Entries =>
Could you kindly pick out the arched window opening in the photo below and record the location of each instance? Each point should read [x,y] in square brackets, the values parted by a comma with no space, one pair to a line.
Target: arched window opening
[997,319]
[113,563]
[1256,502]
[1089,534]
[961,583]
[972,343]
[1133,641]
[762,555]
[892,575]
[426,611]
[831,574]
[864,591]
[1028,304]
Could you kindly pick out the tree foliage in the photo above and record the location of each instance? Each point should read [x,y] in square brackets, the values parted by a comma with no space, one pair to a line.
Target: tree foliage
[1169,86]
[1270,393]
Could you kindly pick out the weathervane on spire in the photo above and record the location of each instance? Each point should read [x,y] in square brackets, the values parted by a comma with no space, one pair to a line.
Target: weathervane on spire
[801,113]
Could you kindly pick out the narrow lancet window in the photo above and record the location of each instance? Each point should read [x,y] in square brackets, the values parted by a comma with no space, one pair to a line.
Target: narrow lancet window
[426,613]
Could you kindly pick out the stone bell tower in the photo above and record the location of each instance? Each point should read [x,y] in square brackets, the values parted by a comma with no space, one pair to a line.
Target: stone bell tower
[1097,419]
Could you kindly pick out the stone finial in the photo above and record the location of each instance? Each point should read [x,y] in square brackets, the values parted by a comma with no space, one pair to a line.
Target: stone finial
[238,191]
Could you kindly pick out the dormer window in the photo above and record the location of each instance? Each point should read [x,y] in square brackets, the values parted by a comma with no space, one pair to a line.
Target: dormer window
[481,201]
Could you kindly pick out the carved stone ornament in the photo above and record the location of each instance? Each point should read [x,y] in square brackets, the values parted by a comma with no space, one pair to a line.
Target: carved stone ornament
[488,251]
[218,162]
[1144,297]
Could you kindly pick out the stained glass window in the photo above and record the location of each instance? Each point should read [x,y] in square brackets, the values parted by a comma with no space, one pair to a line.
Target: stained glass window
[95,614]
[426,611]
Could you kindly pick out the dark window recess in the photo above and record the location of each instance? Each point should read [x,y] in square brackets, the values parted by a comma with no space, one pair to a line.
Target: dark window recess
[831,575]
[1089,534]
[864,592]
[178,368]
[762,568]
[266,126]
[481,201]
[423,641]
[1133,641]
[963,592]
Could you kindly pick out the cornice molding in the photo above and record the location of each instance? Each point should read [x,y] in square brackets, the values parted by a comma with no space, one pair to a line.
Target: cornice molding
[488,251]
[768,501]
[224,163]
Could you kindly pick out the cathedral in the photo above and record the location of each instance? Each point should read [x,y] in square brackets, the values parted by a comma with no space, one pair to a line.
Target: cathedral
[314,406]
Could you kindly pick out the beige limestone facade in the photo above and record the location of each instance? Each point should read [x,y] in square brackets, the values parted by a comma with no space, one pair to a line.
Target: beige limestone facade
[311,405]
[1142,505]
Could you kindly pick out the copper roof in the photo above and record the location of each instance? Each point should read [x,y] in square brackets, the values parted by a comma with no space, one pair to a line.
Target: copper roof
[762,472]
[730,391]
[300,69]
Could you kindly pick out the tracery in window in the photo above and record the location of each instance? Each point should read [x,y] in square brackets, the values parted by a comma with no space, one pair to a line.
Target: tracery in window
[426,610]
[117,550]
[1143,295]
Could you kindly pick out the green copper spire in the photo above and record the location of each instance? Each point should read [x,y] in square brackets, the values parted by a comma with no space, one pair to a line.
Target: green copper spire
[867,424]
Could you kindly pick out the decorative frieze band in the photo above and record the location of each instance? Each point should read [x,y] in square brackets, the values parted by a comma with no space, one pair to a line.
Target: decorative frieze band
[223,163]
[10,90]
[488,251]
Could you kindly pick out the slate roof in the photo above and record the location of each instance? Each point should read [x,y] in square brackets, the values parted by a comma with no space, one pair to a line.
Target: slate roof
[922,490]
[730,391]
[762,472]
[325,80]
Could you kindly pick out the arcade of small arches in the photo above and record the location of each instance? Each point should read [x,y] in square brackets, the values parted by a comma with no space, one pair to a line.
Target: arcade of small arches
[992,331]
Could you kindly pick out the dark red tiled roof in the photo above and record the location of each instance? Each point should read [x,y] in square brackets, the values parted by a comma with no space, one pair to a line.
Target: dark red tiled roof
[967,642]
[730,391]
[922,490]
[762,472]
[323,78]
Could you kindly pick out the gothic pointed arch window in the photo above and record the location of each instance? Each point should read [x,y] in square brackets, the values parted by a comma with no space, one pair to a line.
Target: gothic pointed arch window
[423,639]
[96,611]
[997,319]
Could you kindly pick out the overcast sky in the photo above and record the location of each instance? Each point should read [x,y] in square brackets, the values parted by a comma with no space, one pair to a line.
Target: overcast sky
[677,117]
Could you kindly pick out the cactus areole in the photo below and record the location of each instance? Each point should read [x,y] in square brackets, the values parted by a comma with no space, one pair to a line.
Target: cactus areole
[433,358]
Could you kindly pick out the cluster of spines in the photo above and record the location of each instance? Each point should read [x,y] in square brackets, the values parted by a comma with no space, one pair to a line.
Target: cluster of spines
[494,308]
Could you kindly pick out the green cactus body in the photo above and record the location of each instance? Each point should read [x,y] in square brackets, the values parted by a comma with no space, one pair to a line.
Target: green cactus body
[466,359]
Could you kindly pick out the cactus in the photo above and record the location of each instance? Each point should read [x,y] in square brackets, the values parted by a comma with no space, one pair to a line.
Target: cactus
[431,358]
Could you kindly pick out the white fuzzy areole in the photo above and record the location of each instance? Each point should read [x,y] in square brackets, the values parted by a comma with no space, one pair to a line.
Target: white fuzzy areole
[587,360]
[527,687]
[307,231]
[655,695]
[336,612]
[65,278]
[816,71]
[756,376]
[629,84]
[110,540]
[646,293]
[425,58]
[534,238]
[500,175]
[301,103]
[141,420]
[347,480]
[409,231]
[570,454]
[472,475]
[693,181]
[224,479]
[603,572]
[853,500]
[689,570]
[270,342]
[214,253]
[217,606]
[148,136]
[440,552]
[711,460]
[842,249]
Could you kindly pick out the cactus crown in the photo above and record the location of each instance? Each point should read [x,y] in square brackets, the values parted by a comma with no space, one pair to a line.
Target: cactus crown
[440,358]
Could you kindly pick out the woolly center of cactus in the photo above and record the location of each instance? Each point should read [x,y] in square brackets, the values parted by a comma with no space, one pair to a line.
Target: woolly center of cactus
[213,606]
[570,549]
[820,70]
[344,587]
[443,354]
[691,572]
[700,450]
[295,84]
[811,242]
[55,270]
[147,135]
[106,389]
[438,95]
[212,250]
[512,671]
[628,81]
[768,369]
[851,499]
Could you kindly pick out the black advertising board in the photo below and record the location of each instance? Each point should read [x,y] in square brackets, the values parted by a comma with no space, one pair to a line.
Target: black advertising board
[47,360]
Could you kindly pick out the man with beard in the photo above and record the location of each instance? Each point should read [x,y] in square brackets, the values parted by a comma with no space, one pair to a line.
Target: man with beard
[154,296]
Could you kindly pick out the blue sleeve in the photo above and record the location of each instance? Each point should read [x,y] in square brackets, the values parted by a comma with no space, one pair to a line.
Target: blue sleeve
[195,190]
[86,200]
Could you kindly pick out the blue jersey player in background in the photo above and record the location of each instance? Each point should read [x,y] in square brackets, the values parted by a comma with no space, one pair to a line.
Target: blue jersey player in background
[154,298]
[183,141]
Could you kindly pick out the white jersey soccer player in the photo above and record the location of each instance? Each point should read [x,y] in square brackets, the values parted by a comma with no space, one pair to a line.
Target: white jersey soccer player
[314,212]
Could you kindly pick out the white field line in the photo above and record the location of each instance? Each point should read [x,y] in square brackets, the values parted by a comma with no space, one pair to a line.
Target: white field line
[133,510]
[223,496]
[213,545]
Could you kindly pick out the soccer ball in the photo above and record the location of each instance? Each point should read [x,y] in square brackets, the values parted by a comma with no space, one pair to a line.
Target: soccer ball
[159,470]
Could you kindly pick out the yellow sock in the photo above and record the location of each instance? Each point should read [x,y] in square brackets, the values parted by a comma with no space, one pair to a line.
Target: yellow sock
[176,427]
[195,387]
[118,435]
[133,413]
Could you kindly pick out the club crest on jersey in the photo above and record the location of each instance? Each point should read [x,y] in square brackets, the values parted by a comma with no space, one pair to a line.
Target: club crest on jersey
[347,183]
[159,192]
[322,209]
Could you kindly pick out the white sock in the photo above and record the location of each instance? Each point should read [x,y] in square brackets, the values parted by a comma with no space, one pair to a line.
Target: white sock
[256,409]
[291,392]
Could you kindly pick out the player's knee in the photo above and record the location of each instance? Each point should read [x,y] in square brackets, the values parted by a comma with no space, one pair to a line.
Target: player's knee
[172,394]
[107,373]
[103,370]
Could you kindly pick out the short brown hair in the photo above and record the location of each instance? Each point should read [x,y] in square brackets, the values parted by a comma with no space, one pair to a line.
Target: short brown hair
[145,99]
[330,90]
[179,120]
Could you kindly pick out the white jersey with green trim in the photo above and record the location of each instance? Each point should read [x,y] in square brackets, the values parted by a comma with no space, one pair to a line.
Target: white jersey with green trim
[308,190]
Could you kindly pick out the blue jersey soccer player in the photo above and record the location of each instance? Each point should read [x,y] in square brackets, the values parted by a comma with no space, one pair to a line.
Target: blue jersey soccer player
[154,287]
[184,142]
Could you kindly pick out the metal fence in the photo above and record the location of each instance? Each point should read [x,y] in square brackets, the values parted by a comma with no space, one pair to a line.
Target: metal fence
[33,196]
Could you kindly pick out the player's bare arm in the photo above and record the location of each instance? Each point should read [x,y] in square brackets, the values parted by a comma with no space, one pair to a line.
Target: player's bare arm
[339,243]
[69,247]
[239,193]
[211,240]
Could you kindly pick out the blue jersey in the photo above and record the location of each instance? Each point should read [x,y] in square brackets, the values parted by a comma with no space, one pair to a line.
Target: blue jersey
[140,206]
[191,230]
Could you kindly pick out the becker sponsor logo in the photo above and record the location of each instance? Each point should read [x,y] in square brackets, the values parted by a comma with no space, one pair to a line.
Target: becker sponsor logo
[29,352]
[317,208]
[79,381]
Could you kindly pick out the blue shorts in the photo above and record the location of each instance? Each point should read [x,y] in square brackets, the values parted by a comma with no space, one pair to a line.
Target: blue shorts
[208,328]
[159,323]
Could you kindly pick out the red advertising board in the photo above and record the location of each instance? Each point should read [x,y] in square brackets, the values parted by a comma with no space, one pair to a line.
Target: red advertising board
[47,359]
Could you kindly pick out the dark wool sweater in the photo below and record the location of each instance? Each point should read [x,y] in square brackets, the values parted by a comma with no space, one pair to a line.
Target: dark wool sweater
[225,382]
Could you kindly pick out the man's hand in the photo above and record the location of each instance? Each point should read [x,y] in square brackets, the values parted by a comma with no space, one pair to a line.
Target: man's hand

Requirements =>
Find the line that contains "Could you kindly pick out the dark wool" in the listing above. Retype it and every line after it up to the last, exactly, and nothing else.

Solution =>
Could you kindly pick out the dark wool sweater in the photo below and record the location of each instance? Each point should read [x,y] in square brackets, the values parted by a comma with no space, one pair to a line.
Target: dark wool sweater
[225,382]
Could you kindly pick out the man's hand in the photo above and record the location of each instance? Each point should read [x,y] in square brackets, the values parted by a comma with no space, one pair to a line.
Target: man's hand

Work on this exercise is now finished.